▶ What you are asked to do:
Convert the data below into a Markdown table with the columns "No." and "Text", giving each line its own numbered row and leaving out blank lines. Omit the pictures from the table.

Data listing

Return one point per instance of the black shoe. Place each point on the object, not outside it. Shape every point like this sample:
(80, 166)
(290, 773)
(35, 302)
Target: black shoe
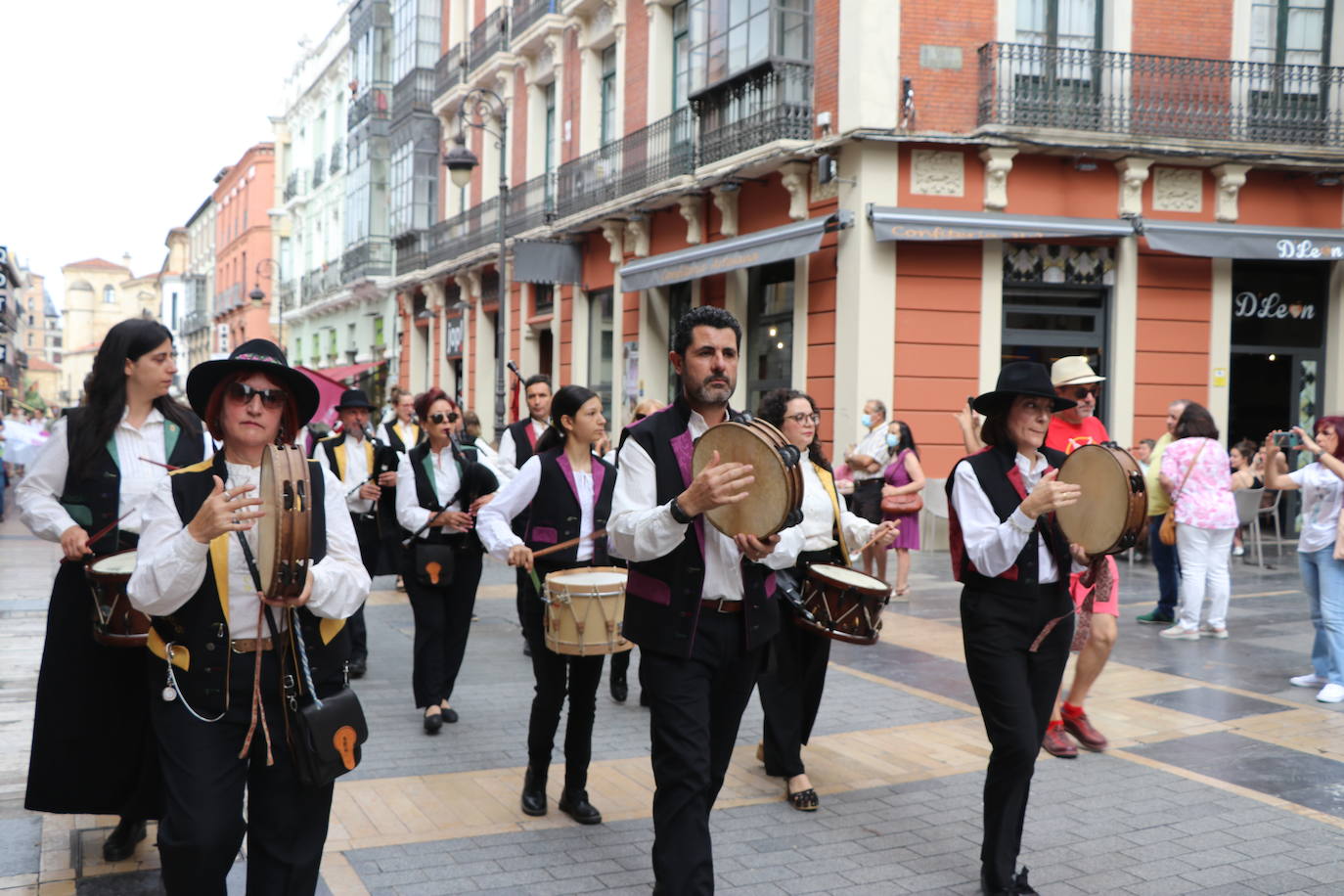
(579, 809)
(121, 841)
(534, 794)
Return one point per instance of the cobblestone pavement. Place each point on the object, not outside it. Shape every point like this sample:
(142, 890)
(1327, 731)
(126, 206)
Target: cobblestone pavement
(1221, 777)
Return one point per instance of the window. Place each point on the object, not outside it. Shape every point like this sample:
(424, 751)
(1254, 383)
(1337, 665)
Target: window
(607, 96)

▶ Result of this exercise:
| No. | Text |
|---|---|
| 1 | Return one point per instance of the black shoe. Place each point on the object, not outside it. Shape every point like this sample: |
| 2 | (80, 166) |
| 3 | (290, 773) |
| 4 | (35, 302) |
| 5 | Target: black shoe |
| 6 | (579, 809) |
| 7 | (121, 841) |
| 8 | (534, 794) |
| 9 | Return one point per instance of the cobblestone pavement. Place each point on the object, not outside it. Shape every point like this sample: |
| 10 | (142, 890) |
| 11 | (1327, 731) |
| 12 | (126, 206) |
| 13 | Target: cobblestone pavement |
| 14 | (1221, 777) |
| 15 | Return one point per instance of the window. Place each point on the object, not outside it. Shape every point like this sample: |
| 16 | (424, 751) |
| 17 | (1254, 383) |
| 18 | (1337, 665) |
| 19 | Target: window |
| 20 | (607, 96) |